§ **Working data**
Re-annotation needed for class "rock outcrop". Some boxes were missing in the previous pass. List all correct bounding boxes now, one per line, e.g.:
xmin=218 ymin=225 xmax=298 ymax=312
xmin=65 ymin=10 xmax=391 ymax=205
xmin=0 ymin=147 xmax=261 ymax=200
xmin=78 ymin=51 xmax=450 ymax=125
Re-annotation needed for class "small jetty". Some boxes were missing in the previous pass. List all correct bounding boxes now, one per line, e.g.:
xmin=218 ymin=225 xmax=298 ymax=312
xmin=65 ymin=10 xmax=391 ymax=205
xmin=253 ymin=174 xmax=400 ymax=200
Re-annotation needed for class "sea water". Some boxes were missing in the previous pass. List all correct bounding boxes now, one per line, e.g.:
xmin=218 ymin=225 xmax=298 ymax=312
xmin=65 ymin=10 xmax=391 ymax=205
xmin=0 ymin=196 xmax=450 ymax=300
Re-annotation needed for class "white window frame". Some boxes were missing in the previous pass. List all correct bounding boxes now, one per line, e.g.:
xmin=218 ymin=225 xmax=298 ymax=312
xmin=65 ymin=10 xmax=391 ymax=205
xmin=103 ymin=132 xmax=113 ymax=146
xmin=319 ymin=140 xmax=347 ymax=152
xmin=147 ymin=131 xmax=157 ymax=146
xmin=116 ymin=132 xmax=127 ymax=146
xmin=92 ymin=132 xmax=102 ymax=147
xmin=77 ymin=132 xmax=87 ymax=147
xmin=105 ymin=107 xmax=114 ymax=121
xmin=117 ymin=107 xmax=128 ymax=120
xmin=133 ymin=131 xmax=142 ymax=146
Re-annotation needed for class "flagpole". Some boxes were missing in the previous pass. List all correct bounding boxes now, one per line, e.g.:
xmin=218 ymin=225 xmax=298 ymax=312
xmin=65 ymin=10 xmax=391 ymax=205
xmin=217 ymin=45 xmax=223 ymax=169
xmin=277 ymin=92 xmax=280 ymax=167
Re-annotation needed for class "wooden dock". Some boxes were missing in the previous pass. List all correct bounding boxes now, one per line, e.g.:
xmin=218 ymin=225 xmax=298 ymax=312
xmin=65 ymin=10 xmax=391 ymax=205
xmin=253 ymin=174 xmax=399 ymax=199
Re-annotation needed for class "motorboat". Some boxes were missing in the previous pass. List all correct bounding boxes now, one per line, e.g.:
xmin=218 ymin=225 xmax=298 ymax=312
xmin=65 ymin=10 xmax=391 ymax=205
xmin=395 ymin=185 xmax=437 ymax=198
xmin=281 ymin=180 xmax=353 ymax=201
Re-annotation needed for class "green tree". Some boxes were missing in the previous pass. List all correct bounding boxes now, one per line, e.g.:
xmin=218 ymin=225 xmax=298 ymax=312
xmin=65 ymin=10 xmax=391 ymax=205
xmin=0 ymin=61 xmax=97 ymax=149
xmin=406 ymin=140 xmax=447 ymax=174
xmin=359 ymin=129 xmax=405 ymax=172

§ **Exercise**
Put the data from the start through the line containing "xmin=0 ymin=196 xmax=450 ymax=300", inclusive, into a two-column CSV with the headers instruction and boxes, one row per class. Each field should be double-quoted, and line breaks inside a field should become spaces.

§ **Complete output**
instruction,boxes
"Re-annotation needed for class ""rock outcrop"". Some boxes were missing in the previous pass. List all correct bounding boxes now, one per line, e.g.: xmin=218 ymin=225 xmax=298 ymax=312 xmin=65 ymin=10 xmax=391 ymax=205","xmin=0 ymin=147 xmax=261 ymax=200 xmin=78 ymin=51 xmax=450 ymax=125"
"Re-annotation needed for class ""small jetty"". Some boxes were missing in the previous pass. List all correct bounding boxes now, one per line, e.g.: xmin=218 ymin=225 xmax=298 ymax=312 xmin=65 ymin=10 xmax=391 ymax=205","xmin=253 ymin=174 xmax=400 ymax=200"
"Re-annotation needed for class ""sea water"". Some boxes were missing in the previous pass. List all correct bounding boxes now, one per line, e.g.: xmin=218 ymin=225 xmax=298 ymax=312 xmin=65 ymin=10 xmax=391 ymax=205","xmin=0 ymin=196 xmax=450 ymax=300"